## Task description
Render every item below as a numbered list, omitting any blank lines.

## Data for processing
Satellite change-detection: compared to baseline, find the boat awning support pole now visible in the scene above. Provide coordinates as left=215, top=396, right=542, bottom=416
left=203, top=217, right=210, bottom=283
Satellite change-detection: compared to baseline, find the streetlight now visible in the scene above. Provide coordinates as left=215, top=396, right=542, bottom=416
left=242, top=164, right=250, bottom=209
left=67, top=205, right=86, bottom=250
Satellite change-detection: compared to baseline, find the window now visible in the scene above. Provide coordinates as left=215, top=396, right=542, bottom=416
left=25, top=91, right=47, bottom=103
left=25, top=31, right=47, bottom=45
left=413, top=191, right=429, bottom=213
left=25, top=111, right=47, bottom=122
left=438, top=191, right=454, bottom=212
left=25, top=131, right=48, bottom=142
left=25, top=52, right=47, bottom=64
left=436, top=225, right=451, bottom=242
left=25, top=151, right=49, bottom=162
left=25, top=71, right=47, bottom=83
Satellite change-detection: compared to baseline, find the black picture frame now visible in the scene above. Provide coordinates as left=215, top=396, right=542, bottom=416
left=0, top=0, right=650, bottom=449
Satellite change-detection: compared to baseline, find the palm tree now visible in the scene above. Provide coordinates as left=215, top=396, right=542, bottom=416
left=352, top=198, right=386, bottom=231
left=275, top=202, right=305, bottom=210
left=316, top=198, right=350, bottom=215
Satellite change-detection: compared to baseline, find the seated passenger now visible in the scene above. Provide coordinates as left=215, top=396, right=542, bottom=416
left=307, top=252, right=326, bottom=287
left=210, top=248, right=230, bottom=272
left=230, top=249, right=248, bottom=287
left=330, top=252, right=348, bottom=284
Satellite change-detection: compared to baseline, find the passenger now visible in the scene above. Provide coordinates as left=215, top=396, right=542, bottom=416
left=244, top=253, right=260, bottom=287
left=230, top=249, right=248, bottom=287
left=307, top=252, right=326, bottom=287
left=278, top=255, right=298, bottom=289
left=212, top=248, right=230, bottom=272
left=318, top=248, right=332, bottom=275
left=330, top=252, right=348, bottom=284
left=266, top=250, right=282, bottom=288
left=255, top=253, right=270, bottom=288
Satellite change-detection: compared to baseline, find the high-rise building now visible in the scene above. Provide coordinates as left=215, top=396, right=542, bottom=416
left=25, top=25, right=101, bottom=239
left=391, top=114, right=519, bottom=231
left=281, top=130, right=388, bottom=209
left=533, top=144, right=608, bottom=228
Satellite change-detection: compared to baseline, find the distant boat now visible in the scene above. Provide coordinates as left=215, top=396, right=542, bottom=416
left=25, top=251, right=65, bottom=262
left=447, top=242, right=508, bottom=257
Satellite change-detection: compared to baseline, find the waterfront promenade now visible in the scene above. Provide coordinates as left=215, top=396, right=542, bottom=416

## Worked answer
1. Satellite change-detection: compared to baseline, find the boat awning support pole now visible in the scene above. Provide coordinates as left=215, top=396, right=542, bottom=416
2. left=203, top=217, right=210, bottom=283
3. Satellite change-detection: compared to baseline, find the streetlight now visible in the scene above. Provide coordinates as left=215, top=396, right=542, bottom=416
4. left=242, top=164, right=250, bottom=209
5. left=67, top=205, right=86, bottom=250
6. Satellite change-detection: compared to baseline, find the window now visible in the scene above. Provide coordinates as left=215, top=396, right=542, bottom=416
7. left=25, top=91, right=47, bottom=103
8. left=25, top=31, right=47, bottom=45
9. left=413, top=191, right=429, bottom=213
10. left=25, top=111, right=47, bottom=122
11. left=438, top=191, right=454, bottom=212
12. left=25, top=131, right=48, bottom=142
13. left=25, top=52, right=47, bottom=64
14. left=436, top=225, right=451, bottom=242
15. left=25, top=151, right=49, bottom=162
16. left=25, top=71, right=47, bottom=83
17. Satellite change-detection: compared to baseline, find the black picture frame now visible in the scene above. Provide coordinates as left=215, top=396, right=542, bottom=416
18. left=0, top=0, right=650, bottom=449
19. Satellite change-detection: compared to baseline, find the palm tree now visible in the scene above. Provide coordinates as left=215, top=396, right=542, bottom=416
20. left=352, top=198, right=386, bottom=231
21. left=275, top=202, right=305, bottom=210
22. left=316, top=198, right=350, bottom=215
23. Satellite change-detection: compared to baseline, find the seated passenger now visible in the scene above. Provide coordinates as left=215, top=396, right=542, bottom=416
24. left=307, top=252, right=326, bottom=287
25. left=210, top=248, right=230, bottom=272
26. left=230, top=249, right=248, bottom=287
27. left=330, top=252, right=348, bottom=284
28. Satellite change-detection: compared to baseline, find the passenger now visible in the scene above. Provide coordinates as left=215, top=396, right=542, bottom=416
29. left=244, top=253, right=260, bottom=287
30. left=230, top=249, right=248, bottom=287
31. left=307, top=252, right=326, bottom=287
32. left=278, top=255, right=298, bottom=289
33. left=212, top=248, right=230, bottom=272
34. left=318, top=248, right=332, bottom=275
35. left=330, top=252, right=348, bottom=284
36. left=266, top=250, right=282, bottom=288
37. left=255, top=253, right=270, bottom=288
38. Satellite change-detection: compared to baseline, find the high-rise building now visible in the scene above. Provide coordinates as left=215, top=396, right=542, bottom=416
39. left=25, top=25, right=101, bottom=239
40. left=391, top=114, right=519, bottom=231
41. left=281, top=130, right=388, bottom=209
42. left=533, top=144, right=608, bottom=228
43. Satellite change-detection: compared to baseline, find the distant boat now visible in the scene above. Provide coordinates as left=215, top=396, right=542, bottom=416
44. left=25, top=251, right=65, bottom=262
45. left=447, top=242, right=508, bottom=257
46. Satellite change-detection: compared to baseline, find the waterfront promenade now visible in the scene above. Provide coordinates as left=215, top=396, right=542, bottom=416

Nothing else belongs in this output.